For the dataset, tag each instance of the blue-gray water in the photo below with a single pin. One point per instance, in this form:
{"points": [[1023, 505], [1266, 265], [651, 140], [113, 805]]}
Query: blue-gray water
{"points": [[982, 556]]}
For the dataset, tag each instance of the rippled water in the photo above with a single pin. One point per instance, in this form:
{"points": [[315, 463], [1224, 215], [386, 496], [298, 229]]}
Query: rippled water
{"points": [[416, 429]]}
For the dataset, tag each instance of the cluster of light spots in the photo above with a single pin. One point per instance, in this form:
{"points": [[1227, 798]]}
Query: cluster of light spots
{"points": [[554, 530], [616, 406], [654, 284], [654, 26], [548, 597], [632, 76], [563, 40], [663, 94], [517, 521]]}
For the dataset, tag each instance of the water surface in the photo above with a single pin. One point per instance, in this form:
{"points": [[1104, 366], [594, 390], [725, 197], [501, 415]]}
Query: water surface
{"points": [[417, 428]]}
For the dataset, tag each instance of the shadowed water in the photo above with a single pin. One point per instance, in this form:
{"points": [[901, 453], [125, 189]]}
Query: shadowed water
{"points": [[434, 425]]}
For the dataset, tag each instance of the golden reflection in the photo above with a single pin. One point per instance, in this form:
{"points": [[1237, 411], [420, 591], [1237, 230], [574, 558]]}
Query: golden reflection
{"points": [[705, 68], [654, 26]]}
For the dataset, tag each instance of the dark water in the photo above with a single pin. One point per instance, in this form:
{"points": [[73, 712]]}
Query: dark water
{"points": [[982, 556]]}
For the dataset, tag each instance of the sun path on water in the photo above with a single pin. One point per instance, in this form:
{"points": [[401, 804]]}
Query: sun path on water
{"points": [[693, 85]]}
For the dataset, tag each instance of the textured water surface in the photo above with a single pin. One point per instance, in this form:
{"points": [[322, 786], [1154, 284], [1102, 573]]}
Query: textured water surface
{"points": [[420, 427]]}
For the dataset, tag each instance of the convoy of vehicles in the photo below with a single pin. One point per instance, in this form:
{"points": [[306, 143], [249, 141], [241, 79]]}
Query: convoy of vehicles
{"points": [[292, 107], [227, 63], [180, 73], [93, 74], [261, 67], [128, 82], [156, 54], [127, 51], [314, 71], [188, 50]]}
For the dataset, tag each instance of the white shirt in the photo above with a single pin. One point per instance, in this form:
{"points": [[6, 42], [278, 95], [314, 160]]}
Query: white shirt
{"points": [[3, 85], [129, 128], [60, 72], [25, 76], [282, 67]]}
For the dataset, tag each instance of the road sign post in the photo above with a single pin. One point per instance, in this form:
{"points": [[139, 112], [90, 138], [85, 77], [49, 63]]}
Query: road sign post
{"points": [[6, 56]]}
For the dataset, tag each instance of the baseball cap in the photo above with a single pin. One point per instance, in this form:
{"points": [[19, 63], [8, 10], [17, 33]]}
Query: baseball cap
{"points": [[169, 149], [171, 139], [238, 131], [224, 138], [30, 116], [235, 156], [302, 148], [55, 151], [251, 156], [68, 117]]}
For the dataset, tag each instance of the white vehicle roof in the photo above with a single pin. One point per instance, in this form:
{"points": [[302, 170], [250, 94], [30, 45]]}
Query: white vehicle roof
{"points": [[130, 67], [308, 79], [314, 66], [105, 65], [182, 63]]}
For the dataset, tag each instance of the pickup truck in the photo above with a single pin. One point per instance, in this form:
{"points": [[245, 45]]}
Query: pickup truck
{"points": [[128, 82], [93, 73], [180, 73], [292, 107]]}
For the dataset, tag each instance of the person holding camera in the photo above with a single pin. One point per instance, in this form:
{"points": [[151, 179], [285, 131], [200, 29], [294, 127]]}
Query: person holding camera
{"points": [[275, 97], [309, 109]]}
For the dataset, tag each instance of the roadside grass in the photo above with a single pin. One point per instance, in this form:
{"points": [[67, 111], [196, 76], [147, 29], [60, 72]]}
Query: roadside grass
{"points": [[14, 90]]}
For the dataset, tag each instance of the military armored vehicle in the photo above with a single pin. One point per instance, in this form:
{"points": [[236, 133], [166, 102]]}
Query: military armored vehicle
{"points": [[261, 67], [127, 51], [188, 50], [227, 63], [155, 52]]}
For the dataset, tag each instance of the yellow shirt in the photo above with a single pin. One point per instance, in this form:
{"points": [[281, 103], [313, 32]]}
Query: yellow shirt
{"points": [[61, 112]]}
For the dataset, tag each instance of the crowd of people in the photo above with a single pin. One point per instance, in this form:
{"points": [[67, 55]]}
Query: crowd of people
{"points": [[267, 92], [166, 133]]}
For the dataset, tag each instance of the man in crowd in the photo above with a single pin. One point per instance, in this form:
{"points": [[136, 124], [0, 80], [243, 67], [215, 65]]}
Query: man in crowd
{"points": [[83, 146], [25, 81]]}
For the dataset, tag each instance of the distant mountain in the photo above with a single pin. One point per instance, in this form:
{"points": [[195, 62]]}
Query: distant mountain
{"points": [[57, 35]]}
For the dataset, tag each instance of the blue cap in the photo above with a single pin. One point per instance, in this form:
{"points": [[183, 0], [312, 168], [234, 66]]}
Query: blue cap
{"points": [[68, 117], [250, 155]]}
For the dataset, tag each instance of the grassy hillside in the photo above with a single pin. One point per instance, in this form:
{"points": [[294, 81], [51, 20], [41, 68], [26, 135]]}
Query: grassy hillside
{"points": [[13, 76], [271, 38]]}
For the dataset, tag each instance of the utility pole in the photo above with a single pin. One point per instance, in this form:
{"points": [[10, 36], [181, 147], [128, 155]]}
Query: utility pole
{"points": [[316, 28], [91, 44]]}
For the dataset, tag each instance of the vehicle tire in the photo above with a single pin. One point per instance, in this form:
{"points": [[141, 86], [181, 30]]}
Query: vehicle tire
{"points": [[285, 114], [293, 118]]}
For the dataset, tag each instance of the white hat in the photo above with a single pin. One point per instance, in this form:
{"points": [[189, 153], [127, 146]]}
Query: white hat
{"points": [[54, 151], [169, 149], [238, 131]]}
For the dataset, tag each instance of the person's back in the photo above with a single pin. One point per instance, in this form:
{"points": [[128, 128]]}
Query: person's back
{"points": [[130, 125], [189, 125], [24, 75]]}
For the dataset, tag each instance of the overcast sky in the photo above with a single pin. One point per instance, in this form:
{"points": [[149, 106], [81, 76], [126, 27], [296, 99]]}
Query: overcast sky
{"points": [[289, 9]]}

**What to produce**
Rewrite the listing from the line containing "For the dataset, tag each instance of the vehicle" through the end of the listing, renaming "white hat" to "white cap" and leaving everything else unchanged.

**Worked answer**
For the dataset, tag each instance of the vehicle tire in the photo above with a single pin. One point per instance, in this form:
{"points": [[141, 86], [181, 30]]}
Query: vehicle tire
{"points": [[285, 114], [293, 118]]}
For the dataset, tag each instance of the white cap in the photo above with a single pin. One point per instance, in this form:
{"points": [[189, 153], [127, 146]]}
Query: white cap
{"points": [[54, 151], [169, 149], [238, 131]]}
For the dataset, tag each instance of the person's back in the photo above with a single pin. One point per instance, in this form:
{"points": [[128, 128]]}
Query: person's back
{"points": [[130, 125], [189, 125], [24, 75]]}
For the dataset, tag each instance of the overcast sky in the photo above with a single pin. One point per instance, in this form:
{"points": [[149, 106], [81, 76], [126, 27], [296, 99]]}
Query: overcast sky
{"points": [[289, 9]]}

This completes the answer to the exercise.